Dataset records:
::::::

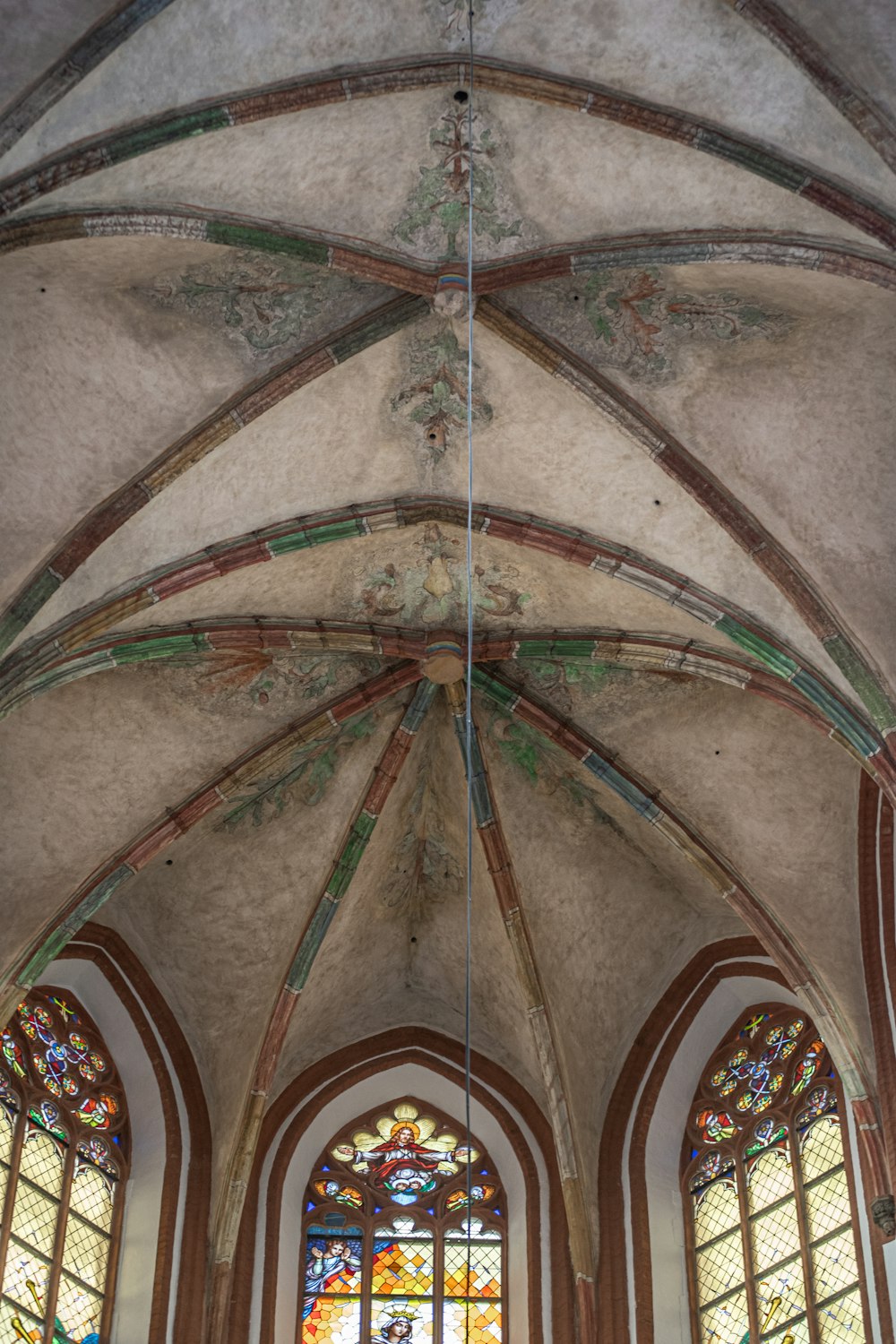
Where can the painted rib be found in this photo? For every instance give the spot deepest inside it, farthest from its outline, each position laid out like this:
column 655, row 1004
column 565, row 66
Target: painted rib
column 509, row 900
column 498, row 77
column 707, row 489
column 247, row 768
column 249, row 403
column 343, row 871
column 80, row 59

::::::

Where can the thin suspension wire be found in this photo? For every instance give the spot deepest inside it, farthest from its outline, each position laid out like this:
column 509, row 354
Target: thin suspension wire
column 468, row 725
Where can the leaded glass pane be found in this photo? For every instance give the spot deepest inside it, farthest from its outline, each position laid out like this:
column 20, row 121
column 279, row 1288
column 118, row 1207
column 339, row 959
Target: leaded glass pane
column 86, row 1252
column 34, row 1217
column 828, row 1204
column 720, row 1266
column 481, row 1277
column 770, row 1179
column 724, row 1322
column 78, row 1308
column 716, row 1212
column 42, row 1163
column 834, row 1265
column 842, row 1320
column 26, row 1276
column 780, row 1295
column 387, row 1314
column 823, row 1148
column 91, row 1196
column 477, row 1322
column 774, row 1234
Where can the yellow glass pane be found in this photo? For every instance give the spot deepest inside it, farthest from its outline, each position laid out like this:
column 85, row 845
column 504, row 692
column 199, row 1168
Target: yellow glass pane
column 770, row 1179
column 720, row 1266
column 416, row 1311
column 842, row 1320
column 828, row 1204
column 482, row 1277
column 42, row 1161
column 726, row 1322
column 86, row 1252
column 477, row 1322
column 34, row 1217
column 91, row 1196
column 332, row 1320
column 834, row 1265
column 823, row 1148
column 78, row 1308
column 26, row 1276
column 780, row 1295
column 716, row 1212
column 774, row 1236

::::::

Directions:
Please repeat the lines of the data above exactly, starting at the line that contains "Where can the painted" and ending after the line that contains "column 80, row 59", with both of those lines included.

Worked solution:
Where can the painted rib be found in this photo? For every instance give the spot deepest inside it, farthest from its outline, each position laid out like this:
column 655, row 1004
column 565, row 66
Target: painted rib
column 509, row 900
column 498, row 77
column 707, row 489
column 247, row 768
column 249, row 403
column 343, row 871
column 80, row 59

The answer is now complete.